[Set problem 1] Edit the article on Rufina Peter's campaign by reproducing it starting with "PORT MORESBY - When" and going on through "ignore good policy.", with "political novice" replaced by "political newcomer".

[Passage]
==============================

See end of article for current standings of women candidates

Link here to read Jo Chandler’s complete article

PORT MORESBY - When she first tried for a seat in the Papua New Guinea parliament in 2017, Rufina Peter was a political novice who’d had a gutful.

While many candidates solicit votes with lavish feasts and hollow promises, her shoestring campaign – handing out copies of her CV – struck a chord. She won the highest vote of any woman in the country, albeit not enough.

PNG is one of only three nations in the world without a single woman in parliament. In its nearly 50 years since independence, the country has had just seven female MPs, meaning it has one of the worst records of female representation in parliament in the world.

Peter, a 52-year-old agricultural economist who has served in senior ranks of government and banking, had too often seen MPs squander opportunity and ignore good policy.

One instance, which still rankles, involved months of work on a big agricultural plan, getting all the technical work scoped out, donors locked in, the community primed, “and the minister would not even take time to listen to it”, she says.

“And I thought: why else are you in parliament? We’ve given it to you on a plate.

“Enough is enough. You know, we cannot continue to carry water around on our heads.”

==============================

[Set problem 2] Work out how many lines in the entries below contain the string "gnome", and reply with that number alone.

[Object point labels]
==============================

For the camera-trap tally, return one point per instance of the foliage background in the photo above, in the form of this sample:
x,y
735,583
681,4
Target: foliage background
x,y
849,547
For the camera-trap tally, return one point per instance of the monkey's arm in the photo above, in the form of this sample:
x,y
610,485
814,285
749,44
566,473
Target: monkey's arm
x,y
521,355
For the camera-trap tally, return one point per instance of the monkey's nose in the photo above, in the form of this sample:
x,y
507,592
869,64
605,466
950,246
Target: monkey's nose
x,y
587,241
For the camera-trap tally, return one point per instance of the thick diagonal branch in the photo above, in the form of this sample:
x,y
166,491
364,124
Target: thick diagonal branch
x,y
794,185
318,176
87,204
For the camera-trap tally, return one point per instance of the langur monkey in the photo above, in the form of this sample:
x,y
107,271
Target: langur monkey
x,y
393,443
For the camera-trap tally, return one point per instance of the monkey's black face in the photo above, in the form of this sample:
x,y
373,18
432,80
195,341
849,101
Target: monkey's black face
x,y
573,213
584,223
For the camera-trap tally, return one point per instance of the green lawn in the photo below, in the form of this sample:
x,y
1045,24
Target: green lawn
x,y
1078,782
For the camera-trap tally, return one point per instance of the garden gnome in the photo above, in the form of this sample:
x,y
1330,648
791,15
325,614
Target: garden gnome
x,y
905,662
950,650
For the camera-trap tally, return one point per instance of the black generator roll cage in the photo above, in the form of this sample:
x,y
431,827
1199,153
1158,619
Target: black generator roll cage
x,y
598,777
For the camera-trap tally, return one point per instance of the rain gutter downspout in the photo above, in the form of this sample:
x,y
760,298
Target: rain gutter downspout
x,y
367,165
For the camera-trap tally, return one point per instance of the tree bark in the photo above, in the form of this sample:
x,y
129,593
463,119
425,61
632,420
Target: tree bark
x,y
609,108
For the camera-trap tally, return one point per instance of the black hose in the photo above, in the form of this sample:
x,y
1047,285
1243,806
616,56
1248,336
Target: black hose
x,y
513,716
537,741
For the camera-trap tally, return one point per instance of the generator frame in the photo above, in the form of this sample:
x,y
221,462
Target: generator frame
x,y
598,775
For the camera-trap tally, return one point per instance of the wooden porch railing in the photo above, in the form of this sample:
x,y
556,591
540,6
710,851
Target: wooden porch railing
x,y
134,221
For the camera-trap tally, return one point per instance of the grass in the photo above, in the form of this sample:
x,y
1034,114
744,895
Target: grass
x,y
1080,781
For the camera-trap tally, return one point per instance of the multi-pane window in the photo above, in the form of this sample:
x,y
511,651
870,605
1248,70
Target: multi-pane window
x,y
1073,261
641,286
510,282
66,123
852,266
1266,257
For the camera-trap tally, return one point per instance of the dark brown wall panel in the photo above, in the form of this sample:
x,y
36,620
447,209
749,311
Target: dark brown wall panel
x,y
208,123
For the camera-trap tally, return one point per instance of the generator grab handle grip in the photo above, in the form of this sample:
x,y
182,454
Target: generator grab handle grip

==============================

[Task output 1]
PORT MORESBY - When she first tried for a seat in the Papua New Guinea parliament in 2017, Rufina Peter was a political newcomer who’d had a gutful.

While many candidates solicit votes with lavish feasts and hollow promises, her shoestring campaign – handing out copies of her CV – struck a chord. She won the highest vote of any woman in the country, albeit not enough.

PNG is one of only three nations in the world without a single woman in parliament. In its nearly 50 years since independence, the country has had just seven female MPs, meaning it has one of the worst records of female representation in parliament in the world.

Peter, a 52-year-old agricultural economist who has served in senior ranks of government and banking, had too often seen MPs squander opportunity and ignore good policy.

[Task output 2] 2